Exercise aim
Turn every row below into a numbered list, leaving out any blank lines.

(Box annotation data rows)
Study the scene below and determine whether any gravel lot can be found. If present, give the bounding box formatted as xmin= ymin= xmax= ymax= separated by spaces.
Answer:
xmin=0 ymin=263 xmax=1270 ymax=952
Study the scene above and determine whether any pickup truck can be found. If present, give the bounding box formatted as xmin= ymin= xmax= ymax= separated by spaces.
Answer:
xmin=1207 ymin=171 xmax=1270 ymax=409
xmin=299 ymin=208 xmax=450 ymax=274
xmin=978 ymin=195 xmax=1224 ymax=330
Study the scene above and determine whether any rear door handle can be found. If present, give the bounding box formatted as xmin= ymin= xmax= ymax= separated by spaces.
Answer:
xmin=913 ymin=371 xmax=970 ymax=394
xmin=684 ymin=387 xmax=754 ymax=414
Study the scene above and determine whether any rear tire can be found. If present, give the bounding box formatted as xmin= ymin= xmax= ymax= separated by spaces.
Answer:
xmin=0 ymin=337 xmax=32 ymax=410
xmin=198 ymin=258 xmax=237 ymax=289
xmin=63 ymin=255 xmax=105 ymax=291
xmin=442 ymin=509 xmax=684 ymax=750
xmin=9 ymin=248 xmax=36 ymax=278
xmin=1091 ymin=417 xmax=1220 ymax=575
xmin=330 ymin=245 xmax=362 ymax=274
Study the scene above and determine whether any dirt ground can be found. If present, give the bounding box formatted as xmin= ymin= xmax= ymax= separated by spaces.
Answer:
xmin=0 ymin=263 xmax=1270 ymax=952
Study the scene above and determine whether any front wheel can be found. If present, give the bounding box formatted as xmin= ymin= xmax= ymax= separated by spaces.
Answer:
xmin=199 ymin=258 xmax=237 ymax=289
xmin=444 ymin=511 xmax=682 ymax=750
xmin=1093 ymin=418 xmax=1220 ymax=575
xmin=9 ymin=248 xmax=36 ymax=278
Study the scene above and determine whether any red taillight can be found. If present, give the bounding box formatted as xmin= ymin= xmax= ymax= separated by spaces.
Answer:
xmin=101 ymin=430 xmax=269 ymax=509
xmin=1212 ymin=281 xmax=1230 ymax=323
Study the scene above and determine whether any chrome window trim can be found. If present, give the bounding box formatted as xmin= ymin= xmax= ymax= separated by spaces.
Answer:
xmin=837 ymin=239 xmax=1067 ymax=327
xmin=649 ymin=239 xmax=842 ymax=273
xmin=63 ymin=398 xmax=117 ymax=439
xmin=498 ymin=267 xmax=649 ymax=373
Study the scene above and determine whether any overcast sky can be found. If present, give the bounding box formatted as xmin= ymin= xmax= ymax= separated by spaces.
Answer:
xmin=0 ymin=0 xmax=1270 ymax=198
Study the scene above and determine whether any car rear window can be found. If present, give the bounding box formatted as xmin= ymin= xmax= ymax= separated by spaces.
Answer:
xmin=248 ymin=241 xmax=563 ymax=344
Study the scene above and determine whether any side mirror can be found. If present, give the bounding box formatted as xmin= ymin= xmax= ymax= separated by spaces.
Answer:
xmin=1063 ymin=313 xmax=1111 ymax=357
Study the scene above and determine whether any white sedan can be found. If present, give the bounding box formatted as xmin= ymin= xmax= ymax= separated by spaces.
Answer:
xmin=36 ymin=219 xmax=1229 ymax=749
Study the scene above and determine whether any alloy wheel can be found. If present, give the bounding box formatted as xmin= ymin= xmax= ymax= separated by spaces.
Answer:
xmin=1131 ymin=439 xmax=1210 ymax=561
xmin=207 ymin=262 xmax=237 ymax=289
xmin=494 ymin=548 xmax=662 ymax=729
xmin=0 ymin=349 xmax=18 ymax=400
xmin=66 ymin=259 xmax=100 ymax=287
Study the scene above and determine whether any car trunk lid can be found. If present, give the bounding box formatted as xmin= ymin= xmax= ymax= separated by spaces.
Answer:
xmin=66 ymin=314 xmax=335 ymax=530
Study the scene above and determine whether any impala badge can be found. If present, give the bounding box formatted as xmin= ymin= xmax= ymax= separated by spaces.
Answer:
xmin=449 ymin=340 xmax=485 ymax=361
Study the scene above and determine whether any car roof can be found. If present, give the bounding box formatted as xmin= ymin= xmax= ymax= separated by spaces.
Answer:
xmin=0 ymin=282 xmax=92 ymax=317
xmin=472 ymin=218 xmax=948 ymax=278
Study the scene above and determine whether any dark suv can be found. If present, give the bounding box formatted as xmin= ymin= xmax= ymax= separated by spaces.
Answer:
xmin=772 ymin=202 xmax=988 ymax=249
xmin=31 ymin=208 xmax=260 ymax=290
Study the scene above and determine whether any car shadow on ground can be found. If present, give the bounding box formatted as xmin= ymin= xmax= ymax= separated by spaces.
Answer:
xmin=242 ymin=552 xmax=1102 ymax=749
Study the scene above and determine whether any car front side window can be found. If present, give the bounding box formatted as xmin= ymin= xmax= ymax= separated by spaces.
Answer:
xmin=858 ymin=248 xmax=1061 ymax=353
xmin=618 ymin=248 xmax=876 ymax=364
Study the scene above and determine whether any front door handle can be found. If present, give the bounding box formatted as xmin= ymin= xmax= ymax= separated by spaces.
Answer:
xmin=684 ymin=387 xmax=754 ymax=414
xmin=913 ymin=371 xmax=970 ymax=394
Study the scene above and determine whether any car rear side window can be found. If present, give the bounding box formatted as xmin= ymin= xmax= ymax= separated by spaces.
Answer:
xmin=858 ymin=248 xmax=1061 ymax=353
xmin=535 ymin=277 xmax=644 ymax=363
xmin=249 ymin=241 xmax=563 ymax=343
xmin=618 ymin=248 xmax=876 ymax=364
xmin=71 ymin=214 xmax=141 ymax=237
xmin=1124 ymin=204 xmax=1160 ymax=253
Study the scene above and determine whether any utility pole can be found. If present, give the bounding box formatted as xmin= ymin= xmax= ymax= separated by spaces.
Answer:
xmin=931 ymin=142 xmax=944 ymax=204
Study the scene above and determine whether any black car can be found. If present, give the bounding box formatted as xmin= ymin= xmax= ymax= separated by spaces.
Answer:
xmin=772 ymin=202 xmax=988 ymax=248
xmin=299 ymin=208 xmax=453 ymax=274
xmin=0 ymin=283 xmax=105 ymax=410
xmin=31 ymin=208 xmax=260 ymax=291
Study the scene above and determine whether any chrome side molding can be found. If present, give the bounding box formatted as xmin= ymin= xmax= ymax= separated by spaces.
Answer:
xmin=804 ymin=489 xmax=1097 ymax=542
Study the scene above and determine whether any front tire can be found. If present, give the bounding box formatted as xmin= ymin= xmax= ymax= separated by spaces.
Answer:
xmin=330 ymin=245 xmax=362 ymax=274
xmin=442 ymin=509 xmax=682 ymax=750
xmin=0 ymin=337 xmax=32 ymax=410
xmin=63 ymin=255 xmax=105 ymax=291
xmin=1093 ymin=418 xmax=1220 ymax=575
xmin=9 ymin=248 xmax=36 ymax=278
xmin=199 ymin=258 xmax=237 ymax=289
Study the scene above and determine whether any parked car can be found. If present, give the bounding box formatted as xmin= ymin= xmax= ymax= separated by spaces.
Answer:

Answer to the exercise
1. Study the scene below and determine whether any gravel lot can be found. If present, give the bounding box formatted as xmin= ymin= xmax= ymax= separated by spaces.
2. Answer:
3. xmin=0 ymin=263 xmax=1270 ymax=952
4. Study the scene above and determine whether any pickup truck can be found. If present, give the bounding box formatted as xmin= ymin= xmax= ymax= separated by spaces.
5. Answer:
6. xmin=1207 ymin=171 xmax=1270 ymax=409
7. xmin=299 ymin=208 xmax=450 ymax=274
8. xmin=978 ymin=195 xmax=1224 ymax=330
9. Study the scene above and determine whether any rear door handle can be found. If present, give the bounding box formatted as xmin= ymin= xmax= ymax= separated by spaces.
10. Answer:
11. xmin=913 ymin=371 xmax=970 ymax=394
12. xmin=684 ymin=387 xmax=754 ymax=414
13. Study the scene above and determine whether any rear tire can be found. If present, give the bounding box formatted as xmin= ymin= xmax= ymax= separated by spaces.
14. Answer:
15. xmin=0 ymin=337 xmax=32 ymax=410
16. xmin=198 ymin=258 xmax=237 ymax=289
17. xmin=63 ymin=255 xmax=105 ymax=291
18. xmin=442 ymin=509 xmax=684 ymax=750
19. xmin=9 ymin=248 xmax=36 ymax=278
20. xmin=1091 ymin=417 xmax=1220 ymax=575
21. xmin=330 ymin=245 xmax=362 ymax=274
22. Study the scene above and determine whether any dirt ground can be found. If present, give the bounding box formatted as xmin= ymin= xmax= ymax= separated by spaces.
23. Answer:
24. xmin=0 ymin=263 xmax=1270 ymax=952
25. Study the scene above and determine whether any front wheel can be found. If present, give the bounding box formatted as xmin= ymin= xmax= ymax= separated by spaces.
26. Answer:
27. xmin=199 ymin=258 xmax=237 ymax=289
28. xmin=444 ymin=511 xmax=682 ymax=750
29. xmin=1093 ymin=418 xmax=1220 ymax=575
30. xmin=9 ymin=248 xmax=36 ymax=278
31. Study the scene above and determine whether any red taillight can be found. If present, give the bounding box formatted as xmin= ymin= xmax= ymax= separated by spaces.
32. Answer:
33. xmin=101 ymin=430 xmax=269 ymax=509
34. xmin=1212 ymin=281 xmax=1230 ymax=323
35. Study the scene above and determine whether any chrome window trim can be found. If present, give the bounding box formatted as xmin= ymin= xmax= ymax= separated by spaces.
36. Answer:
37. xmin=837 ymin=239 xmax=1067 ymax=327
38. xmin=649 ymin=239 xmax=842 ymax=273
39. xmin=63 ymin=398 xmax=117 ymax=439
40. xmin=498 ymin=267 xmax=649 ymax=373
41. Study the scene above and determine whether any overcast sky can be found. If present, give the bounding box formatted as xmin= ymin= xmax= ymax= separated by spaces.
42. Answer:
43. xmin=0 ymin=0 xmax=1270 ymax=198
44. Study the scene above and determine whether any car rear window can be found. If present, give the bounding box formatted as xmin= ymin= xmax= ymax= separated by spaces.
45. Answer:
46. xmin=248 ymin=241 xmax=563 ymax=344
47. Study the scene above and determine whether any side mirror can be found. If present, give the bounding box formatted as xmin= ymin= xmax= ymax= separated by spaces.
48. Answer:
49. xmin=1063 ymin=313 xmax=1111 ymax=357
50. Study the scene above and determine whether any white sedan can be found. If present, give the bounding box formatted as xmin= ymin= xmax= ymax= separated by spaces.
51. Answer:
52. xmin=36 ymin=219 xmax=1229 ymax=749
53. Study the scene above and determine whether any alloy wheel can be found. If present, give the bounding box formatted as xmin= ymin= xmax= ymax= separated by spaces.
54. Answer:
55. xmin=1131 ymin=439 xmax=1210 ymax=561
56. xmin=207 ymin=262 xmax=237 ymax=289
57. xmin=494 ymin=548 xmax=662 ymax=729
58. xmin=0 ymin=349 xmax=18 ymax=400
59. xmin=66 ymin=259 xmax=100 ymax=287
60. Study the scene above and determine whether any car trunk lid can be found. If present, give the bounding box formatted as xmin= ymin= xmax= ymax= separated by spaces.
61. Answer:
62. xmin=66 ymin=314 xmax=335 ymax=530
63. Study the scene above and determine whether any impala badge can be found. If present, give the bounding box formatted as xmin= ymin= xmax= ymax= separated by spaces.
64. Answer:
65. xmin=449 ymin=340 xmax=485 ymax=361
66. Study the scene above and determine whether any car roof can be found. If present, give the bounding box formatted as xmin= ymin= xmax= ymax= separated by spaces.
67. Answer:
68. xmin=0 ymin=282 xmax=92 ymax=317
69. xmin=472 ymin=218 xmax=948 ymax=278
70. Study the scene above and determine whether any dark suv can be found. If present, give the bounding box formatted as xmin= ymin= xmax= ymax= separated by spaces.
71. Answer:
72. xmin=772 ymin=202 xmax=988 ymax=249
73. xmin=31 ymin=208 xmax=260 ymax=290
74. Study the scene above and determine whether any car shadow on ground can be found. If present, give the bounding box formatted as xmin= ymin= xmax= ymax= separated by spaces.
75. Answer:
76. xmin=242 ymin=552 xmax=1102 ymax=749
77. Study the scene above and determine whether any car front side window can be found. If present, give the bounding box formatted as xmin= ymin= xmax= ymax= separated by spaces.
78. Answer:
79. xmin=858 ymin=248 xmax=1061 ymax=353
80. xmin=618 ymin=248 xmax=876 ymax=364
81. Study the scene above and determine whether any front door handle can be found. If present, give the bounding box formatted as xmin= ymin= xmax= ymax= separated by spaces.
82. Answer:
83. xmin=684 ymin=387 xmax=754 ymax=414
84. xmin=913 ymin=371 xmax=970 ymax=394
85. Study the scene above and determine whether any car rear side window can be found. If present, give the bounding box formatted as xmin= ymin= xmax= ymax= separated by spaces.
86. Answer:
87. xmin=858 ymin=248 xmax=1061 ymax=353
88. xmin=535 ymin=277 xmax=644 ymax=363
89. xmin=249 ymin=241 xmax=563 ymax=343
90. xmin=618 ymin=248 xmax=876 ymax=364
91. xmin=71 ymin=214 xmax=141 ymax=237
92. xmin=1124 ymin=204 xmax=1160 ymax=253
93. Study the scene above and determine whether any utility pole can be found. If present, give the bounding box formatted as xmin= ymin= xmax= ymax= separated by spaces.
94. Answer:
95. xmin=931 ymin=142 xmax=944 ymax=204
96. Study the scene above and determine whether any black car can be found. If present, give the bounding box formatted as xmin= ymin= xmax= ymax= separated by spaces.
97. Answer:
98. xmin=772 ymin=202 xmax=988 ymax=248
99. xmin=299 ymin=208 xmax=453 ymax=274
100. xmin=0 ymin=283 xmax=105 ymax=410
101. xmin=31 ymin=208 xmax=260 ymax=291
102. Study the scene above and determine whether any chrome side molding can be found. If present, give the bounding box formatted as xmin= ymin= xmax= ymax= separated by spaces.
103. Answer:
104. xmin=804 ymin=489 xmax=1097 ymax=542
105. Study the scene above and determine whether any front tire can be found. If present, give the bounding box formatted as xmin= ymin= xmax= ymax= separated by spaces.
106. Answer:
107. xmin=330 ymin=245 xmax=362 ymax=274
108. xmin=442 ymin=509 xmax=682 ymax=750
109. xmin=0 ymin=337 xmax=32 ymax=410
110. xmin=63 ymin=255 xmax=105 ymax=291
111. xmin=1093 ymin=418 xmax=1220 ymax=575
112. xmin=9 ymin=248 xmax=36 ymax=278
113. xmin=199 ymin=258 xmax=237 ymax=289
114. Study the scene above and determine whether any parked car can be found. If present, give the bounding box formatted as xmin= ymin= xmax= ymax= separated by spaces.
115. Answer:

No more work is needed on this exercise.